__What is being asked__:
Without the pictures, repeat the listing character for character.

Location labeling records
--- BEGIN ---
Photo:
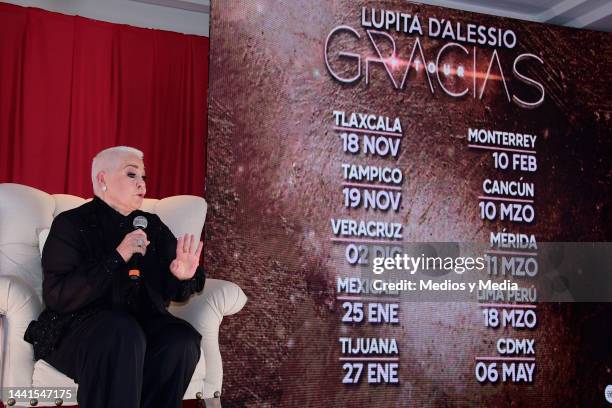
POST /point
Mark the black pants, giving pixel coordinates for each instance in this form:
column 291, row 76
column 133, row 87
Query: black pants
column 118, row 361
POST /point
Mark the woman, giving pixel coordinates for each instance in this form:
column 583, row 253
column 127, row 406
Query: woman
column 110, row 333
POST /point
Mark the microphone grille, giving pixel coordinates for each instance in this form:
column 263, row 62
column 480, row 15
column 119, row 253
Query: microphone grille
column 140, row 222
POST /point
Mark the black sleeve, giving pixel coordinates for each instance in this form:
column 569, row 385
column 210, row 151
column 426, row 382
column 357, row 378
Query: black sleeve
column 175, row 289
column 71, row 280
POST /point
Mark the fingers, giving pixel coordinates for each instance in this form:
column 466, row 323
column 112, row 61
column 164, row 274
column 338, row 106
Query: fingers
column 186, row 242
column 179, row 245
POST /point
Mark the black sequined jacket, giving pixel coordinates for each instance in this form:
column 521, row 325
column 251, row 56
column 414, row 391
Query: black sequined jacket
column 83, row 272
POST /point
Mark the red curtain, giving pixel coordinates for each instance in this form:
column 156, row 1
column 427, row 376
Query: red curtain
column 71, row 86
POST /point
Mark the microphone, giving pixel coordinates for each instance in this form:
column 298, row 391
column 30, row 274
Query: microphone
column 139, row 222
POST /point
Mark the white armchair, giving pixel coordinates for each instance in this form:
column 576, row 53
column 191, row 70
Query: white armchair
column 25, row 218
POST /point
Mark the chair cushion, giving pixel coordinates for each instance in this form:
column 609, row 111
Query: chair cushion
column 42, row 238
column 24, row 211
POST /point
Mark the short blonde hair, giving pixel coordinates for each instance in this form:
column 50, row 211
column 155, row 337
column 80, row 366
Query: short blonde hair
column 109, row 159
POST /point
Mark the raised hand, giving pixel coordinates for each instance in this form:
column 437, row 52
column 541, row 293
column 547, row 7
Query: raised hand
column 187, row 257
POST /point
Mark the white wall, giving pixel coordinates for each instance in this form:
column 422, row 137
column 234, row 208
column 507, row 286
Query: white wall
column 130, row 12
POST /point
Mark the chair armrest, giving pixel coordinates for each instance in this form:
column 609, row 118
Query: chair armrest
column 205, row 312
column 19, row 305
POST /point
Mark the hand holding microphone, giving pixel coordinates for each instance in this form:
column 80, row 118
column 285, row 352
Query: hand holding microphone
column 134, row 246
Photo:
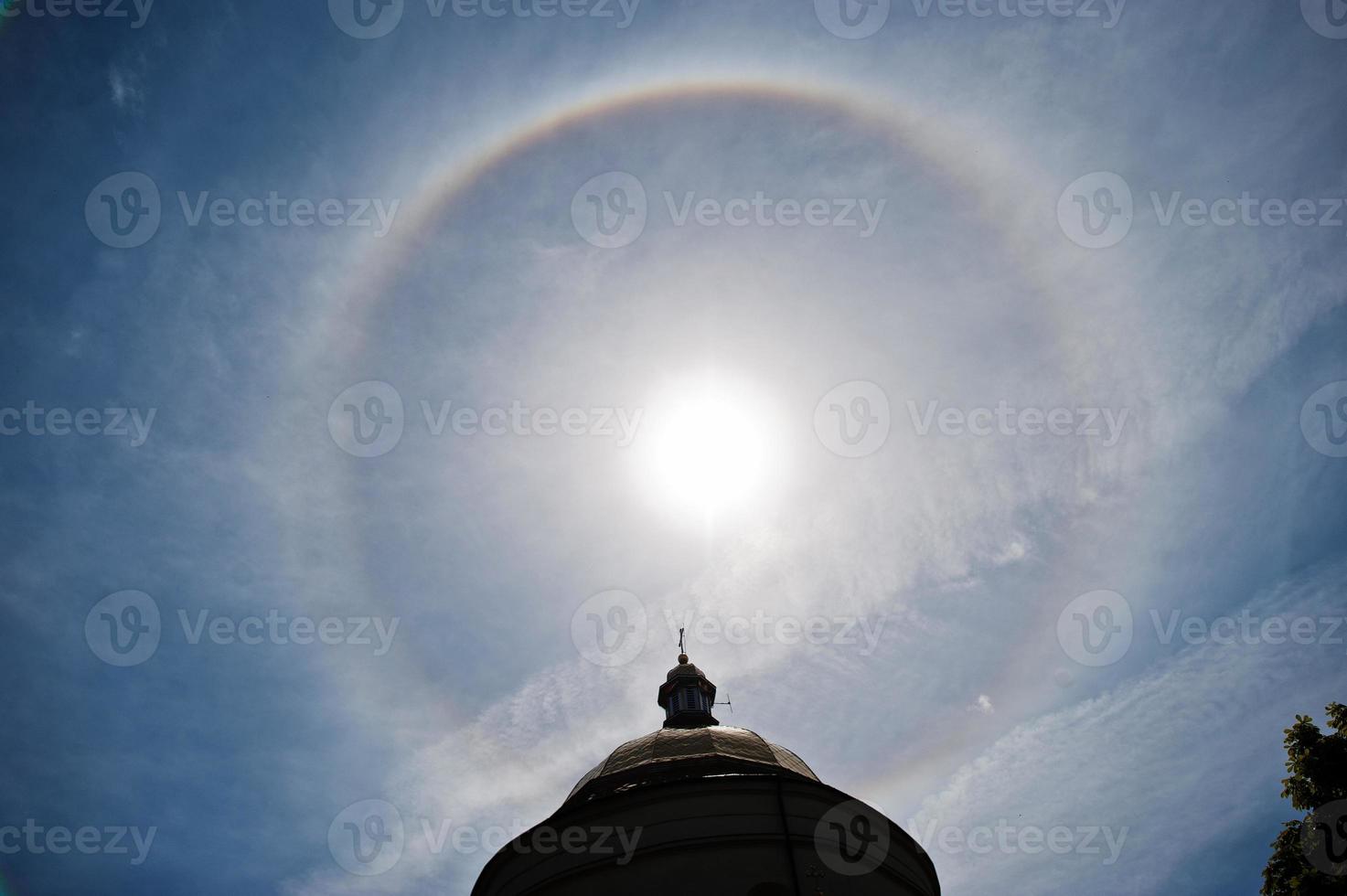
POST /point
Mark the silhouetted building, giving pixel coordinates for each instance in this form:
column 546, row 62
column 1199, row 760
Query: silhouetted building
--- END ---
__Exercise output__:
Photo:
POST /point
Mark the black pants, giving pixel coordinates for each instance in this form:
column 291, row 76
column 133, row 87
Query: black pants
column 118, row 361
POST /point
Mark the woman, giving pixel coordinates for each instance in this form:
column 583, row 253
column 127, row 406
Query: woman
column 110, row 333
POST /point
Mark the microphone grille, giving pixel coordinates for each instance in this form:
column 263, row 62
column 480, row 15
column 119, row 253
Query: microphone grille
column 140, row 222
POST /point
Mark the black sleeve, giving pixel coordinates for each instance in this form:
column 569, row 385
column 210, row 151
column 426, row 382
column 357, row 378
Query: black sleeve
column 175, row 289
column 71, row 280
POST /point
Mark the fingers, giving pixel coordinates for each instance in this form:
column 466, row 323
column 112, row 61
column 164, row 274
column 338, row 106
Query: fingers
column 186, row 242
column 179, row 245
POST /point
Mark the black sequined jacket, giving pixel coordinates for each instance in this form:
column 521, row 325
column 251, row 56
column 414, row 391
Query: black sequined jacket
column 83, row 272
POST /point
Mark the red curtain, giving pixel coordinates for each instance in this form:
column 156, row 1
column 427, row 376
Query: red curtain
column 71, row 86
POST /point
Mark the microphone, giving pixel coordinates for each instance in this form:
column 298, row 391
column 30, row 274
Query: microphone
column 139, row 222
POST /point
Mark the white armchair, giving pixel coordinates for each instance in this form:
column 576, row 53
column 191, row 70
Query: white armchair
column 25, row 218
POST /point
Mark the chair cushion, giving pixel coordinates for each instance in this form:
column 609, row 111
Query: chair cushion
column 42, row 238
column 24, row 211
POST /point
Mark the short blonde hair, giving pixel coordinates for each instance in this form:
column 50, row 211
column 155, row 337
column 80, row 366
Query: short blonde hair
column 109, row 159
POST /point
Mark the raised hand, giving pixel coordinates for each instance in this form:
column 437, row 52
column 541, row 293
column 547, row 7
Query: raised hand
column 187, row 257
POST /point
Mark the white wall, giving pixel coordinates for each instance in this form:
column 422, row 137
column 234, row 208
column 507, row 286
Query: white wall
column 130, row 12
POST /point
Mark the chair armrest, giving pixel coordinates for each instance in this form:
column 609, row 118
Query: chair armrest
column 205, row 312
column 19, row 305
POST /point
Mark the hand holding microphone, giving pixel coordinates for each instance in this form:
column 80, row 118
column 285, row 352
Query: hand holding microphone
column 134, row 246
Photo:
POST /point
Mark the silhouetted building, giving pixel coordinates for each instance in this form:
column 546, row 62
column 1199, row 760
Query: silhouetted building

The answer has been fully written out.